→ **Exercise details**
Pick up the article below on millennials and mental health and carry it forward from its final sentence.

Millennials, also known as Generation Y, follow Generation X and are often representing those born in the early 1980’s and the mid 1990’s to early 2000s. Millennials are a tough nut to crack in society, having experienced a lot of change economically, socially and culturally. Millennials seem to be the ones to carry a stigma of mental health issues, but the positive news is that despite mental health becoming more a prominent topic among many men and women due to the numbers increasing, help is available. However, despite so many suffer suffering from a mental health issue, the situation is changing somewhat.
The British Association of Counselling and Psychotherapy Attitudes Survey found that in 2004, 60% of Brits had agreed that people send too much time dwelling on emotional difficulties or situations. The same assertion has dropped significantly, and in 2014 was recorded at 39%. And the positive change, seems to be pioneered by millennials. Despite millennials considering therapy as a self-indulgent activity, the majority of the younger generation see it as self-care and making sure we stay as healthy as we can.
Well Doing, a therapist directory and mental health resource founded by Louise Chunn, claims that a lot of their website traffic comes from millennials, who make up two thirds of incoming traffic for advice. Louise Chunn comments: ‘We get a lot of traffic when we do things about millennial anxiety or depression, things to do with social media, social anxiety, panic attacks…things that are certainly more talked about by younger people’. This idea of therapy for the millennials is still an early concept for many, when compared to America, where receiving therapy or attending counselling sessions is more of a routine and accepted across the US due to their cultural open nature, but for Brits this inability to want to speak openly is what adds a taboo to seeking help. It is baffling considering mental health charity MIND claims that one in four people will experience a mental health problem every year, whilst 17% of adults and 10% of children are affected. Moreover, Joshua Miles, a psychotherapist claims his clientele is also made up of those aged 20-25 years old. He has added that ‘in older generations there is still a stigma of mental health and not talking about is to I definitely think there is something in millennials who are more open to it. I think it’s something about the age and the time you were born.’
What’s more, BACP has revealed that older people are getting therapy as much as younger people, considering the largest age category are those 35-44, however, what helps is that the key to accepting help is facilitated by the younger generation who seem to be more attentive to their health and mental state, and understanding of its impact, via social media and public openness by celebrities who encourage to speak up. And unfortunately, young people in the UK have some of the poorest mental well-being in the world, with Japan falling below British millennials, suffering from anxiety and stress. In a recent survey commissioned by the Varkey Foundation which questioned the attitudes and opinions of more than 20,000 15–21-year-old from around the world, unfortunately British teenagers ranked very low – 19th place to be exact. The survey had revealed that over half of UK millennials that were questions, said that money was one of their top three causes of anxiety and that they would choose ‘working hard and getting on in life’ as their most important value in life. Statistics illustrating the depth of mental health in the UK has been supported by Theresa May, the Prime Minister whose strategy to ensure anyone with a mental health issue is supported includes first-aid training for teachers, peer mentoring and an initiative to tackle the stigma. It goes without saying that school tends to be a catalyst for many millennials suffer from anxiety and or depression. Research has shown that three students in every classroom suffer from a mental health condition.

→ **Data records**
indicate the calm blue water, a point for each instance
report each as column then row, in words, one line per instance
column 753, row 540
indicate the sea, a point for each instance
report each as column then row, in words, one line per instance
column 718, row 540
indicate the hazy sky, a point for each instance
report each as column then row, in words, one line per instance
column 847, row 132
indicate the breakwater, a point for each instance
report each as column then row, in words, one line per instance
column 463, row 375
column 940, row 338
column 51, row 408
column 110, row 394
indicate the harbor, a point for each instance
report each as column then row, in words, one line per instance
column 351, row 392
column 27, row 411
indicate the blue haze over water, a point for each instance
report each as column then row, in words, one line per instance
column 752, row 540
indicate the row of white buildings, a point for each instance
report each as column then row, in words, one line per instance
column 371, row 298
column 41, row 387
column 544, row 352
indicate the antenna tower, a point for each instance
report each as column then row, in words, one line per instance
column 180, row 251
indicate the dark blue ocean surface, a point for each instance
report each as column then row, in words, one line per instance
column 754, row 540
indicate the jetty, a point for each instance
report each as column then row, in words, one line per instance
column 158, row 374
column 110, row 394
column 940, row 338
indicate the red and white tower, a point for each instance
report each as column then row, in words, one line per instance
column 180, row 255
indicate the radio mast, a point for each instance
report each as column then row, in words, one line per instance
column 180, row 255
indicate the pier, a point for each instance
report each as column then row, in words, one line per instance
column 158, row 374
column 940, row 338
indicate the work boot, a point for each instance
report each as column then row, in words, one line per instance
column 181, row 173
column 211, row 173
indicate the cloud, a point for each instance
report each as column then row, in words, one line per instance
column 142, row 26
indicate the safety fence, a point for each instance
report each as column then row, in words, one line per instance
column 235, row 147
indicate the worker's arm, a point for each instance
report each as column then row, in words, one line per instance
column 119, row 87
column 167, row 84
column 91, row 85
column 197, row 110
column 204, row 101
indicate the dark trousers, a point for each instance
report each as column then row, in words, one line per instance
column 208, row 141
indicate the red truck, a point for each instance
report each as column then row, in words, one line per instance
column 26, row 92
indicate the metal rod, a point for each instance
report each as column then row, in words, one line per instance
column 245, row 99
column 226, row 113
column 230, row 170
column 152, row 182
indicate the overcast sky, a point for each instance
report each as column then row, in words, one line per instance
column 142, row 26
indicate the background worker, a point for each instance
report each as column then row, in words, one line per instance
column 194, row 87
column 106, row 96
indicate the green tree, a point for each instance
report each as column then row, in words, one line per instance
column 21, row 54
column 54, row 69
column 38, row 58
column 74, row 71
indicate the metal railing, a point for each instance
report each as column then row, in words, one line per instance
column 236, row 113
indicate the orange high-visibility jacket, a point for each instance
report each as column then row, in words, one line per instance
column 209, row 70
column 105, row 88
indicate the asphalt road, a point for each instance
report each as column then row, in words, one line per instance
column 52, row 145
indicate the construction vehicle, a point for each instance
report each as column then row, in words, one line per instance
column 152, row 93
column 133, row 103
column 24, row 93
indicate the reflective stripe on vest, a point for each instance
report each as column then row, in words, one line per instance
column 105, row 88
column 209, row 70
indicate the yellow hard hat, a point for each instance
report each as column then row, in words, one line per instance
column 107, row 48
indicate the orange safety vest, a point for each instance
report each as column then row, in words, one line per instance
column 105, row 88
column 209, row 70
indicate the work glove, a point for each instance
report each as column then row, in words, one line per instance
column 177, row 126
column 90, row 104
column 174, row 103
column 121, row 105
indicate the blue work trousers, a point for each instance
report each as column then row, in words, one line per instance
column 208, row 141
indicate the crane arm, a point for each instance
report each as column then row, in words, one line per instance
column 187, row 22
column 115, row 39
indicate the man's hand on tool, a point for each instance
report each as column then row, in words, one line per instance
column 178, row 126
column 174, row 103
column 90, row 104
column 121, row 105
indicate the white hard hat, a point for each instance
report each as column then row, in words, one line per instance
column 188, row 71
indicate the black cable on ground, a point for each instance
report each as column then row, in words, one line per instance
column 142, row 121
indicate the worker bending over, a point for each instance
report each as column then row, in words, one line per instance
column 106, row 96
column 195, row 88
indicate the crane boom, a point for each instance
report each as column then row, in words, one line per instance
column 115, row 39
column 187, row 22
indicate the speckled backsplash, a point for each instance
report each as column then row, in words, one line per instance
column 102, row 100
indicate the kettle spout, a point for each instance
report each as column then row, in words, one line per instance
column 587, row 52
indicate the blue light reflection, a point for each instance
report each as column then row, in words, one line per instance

→ **Answer to the exercise**
It has also been commonly asserted that millennials also name terrorism and conflict as a large concern, which was found to be one of the most common fears included in the survey. This was found to be the same for young people across all countries but China, where their younger generation are exclusively worried about climate change. Some of the other results from the survey about what millennials are afraid of include: More than two thirds of British young people think their country is a good place to live and settle, scoring more highly than France, Italy and the US; but significantly lower than Germany and China.